* [YOUR OBJECTIVE]
Only the line containing "of the hair" and the lines after it, through the end of the data below, are to be returned, each exactly as it stands.

:: STORED DATA ::

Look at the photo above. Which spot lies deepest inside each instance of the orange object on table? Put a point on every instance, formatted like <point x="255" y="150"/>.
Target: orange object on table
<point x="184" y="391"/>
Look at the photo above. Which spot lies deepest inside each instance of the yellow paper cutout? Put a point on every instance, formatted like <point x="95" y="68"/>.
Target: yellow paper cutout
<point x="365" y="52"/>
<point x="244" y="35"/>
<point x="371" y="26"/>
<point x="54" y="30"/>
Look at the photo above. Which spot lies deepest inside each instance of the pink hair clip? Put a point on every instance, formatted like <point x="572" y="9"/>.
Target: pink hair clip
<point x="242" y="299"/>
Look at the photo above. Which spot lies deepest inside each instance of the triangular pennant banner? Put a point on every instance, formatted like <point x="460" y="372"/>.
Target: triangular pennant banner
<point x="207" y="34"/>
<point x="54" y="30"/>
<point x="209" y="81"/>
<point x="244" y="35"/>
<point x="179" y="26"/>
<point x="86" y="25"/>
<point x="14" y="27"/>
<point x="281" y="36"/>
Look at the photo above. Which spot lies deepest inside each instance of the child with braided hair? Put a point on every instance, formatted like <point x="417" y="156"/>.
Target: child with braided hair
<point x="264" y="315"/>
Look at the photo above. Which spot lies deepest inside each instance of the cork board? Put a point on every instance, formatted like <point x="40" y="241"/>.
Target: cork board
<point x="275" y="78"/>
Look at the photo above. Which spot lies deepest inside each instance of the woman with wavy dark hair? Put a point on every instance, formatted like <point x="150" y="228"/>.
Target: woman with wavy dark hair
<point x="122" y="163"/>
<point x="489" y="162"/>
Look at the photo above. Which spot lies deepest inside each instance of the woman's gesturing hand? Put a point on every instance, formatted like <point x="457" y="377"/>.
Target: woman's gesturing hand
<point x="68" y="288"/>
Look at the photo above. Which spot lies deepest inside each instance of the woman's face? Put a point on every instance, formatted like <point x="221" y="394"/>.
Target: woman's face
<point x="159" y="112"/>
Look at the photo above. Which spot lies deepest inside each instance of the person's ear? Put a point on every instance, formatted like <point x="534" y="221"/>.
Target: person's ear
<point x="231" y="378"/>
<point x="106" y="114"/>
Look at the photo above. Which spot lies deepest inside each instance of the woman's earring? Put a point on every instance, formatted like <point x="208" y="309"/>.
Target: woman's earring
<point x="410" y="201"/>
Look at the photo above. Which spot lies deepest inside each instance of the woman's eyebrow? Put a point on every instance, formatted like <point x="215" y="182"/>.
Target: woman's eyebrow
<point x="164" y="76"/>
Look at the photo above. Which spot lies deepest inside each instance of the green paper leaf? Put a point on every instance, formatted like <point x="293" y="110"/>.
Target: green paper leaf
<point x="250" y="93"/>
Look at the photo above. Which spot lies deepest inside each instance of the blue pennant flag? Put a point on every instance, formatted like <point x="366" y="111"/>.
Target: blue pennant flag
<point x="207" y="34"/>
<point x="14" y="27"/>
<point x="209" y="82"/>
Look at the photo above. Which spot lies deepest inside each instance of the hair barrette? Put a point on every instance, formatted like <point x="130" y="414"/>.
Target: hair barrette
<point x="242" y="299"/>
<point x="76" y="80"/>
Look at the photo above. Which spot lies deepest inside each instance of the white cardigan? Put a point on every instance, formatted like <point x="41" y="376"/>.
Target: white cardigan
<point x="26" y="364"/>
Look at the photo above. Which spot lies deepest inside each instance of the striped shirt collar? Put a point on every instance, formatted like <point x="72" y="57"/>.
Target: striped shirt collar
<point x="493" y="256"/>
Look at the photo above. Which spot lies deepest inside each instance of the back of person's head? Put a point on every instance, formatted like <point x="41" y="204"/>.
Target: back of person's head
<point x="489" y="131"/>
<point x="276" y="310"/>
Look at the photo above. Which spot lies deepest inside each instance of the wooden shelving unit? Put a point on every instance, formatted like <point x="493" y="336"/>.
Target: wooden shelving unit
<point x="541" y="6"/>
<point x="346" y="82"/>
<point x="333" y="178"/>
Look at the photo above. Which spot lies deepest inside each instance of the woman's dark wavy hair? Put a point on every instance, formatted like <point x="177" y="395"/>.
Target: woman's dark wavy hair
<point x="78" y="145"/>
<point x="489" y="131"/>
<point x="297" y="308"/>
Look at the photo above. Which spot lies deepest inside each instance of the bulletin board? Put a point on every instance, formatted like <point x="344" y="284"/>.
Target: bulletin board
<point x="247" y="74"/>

:::

* [FINISHED TASK]
Look at the photo above. Which spot lies deepest inside each instance of the hair barrette? Put a point on every instance, formatted like <point x="130" y="414"/>.
Target: hair barrette
<point x="242" y="299"/>
<point x="76" y="80"/>
Look at the photo above. Which spot lies deepest inside each instance of the white cardigan? Put a point on every instance, formatted like <point x="41" y="376"/>.
Target: white cardigan
<point x="26" y="364"/>
Look at the photo above. Which spot lies deepest inside each instance of the striped shirt collar? Put a point on every instance, formatted like <point x="72" y="57"/>.
Target: striped shirt collar
<point x="493" y="256"/>
Look at the photo above. Which spot lies deepest inside each instance of the back of person's head? Put a point on every instance, formatted like <point x="41" y="204"/>.
Target: back of person's head
<point x="489" y="131"/>
<point x="276" y="310"/>
Look at the photo above. Which spot lies deepest inside each instance of the wooden shelving unit? Put a point on every instance, formatted like <point x="493" y="336"/>.
Target: wooden shelving unit
<point x="541" y="6"/>
<point x="346" y="82"/>
<point x="333" y="178"/>
Look at the photo above. Which spot lies deepest inside each instance of the woman's dark wavy hair? Put a point on every instance, formatted like <point x="177" y="395"/>.
Target: woman's dark wavy hair
<point x="78" y="145"/>
<point x="489" y="131"/>
<point x="297" y="308"/>
Look at the photo above. Which spot lies deepest inside each instance of the bulletin board? Put a point on every instance, formatted like <point x="344" y="284"/>.
Target: bulletin board
<point x="247" y="74"/>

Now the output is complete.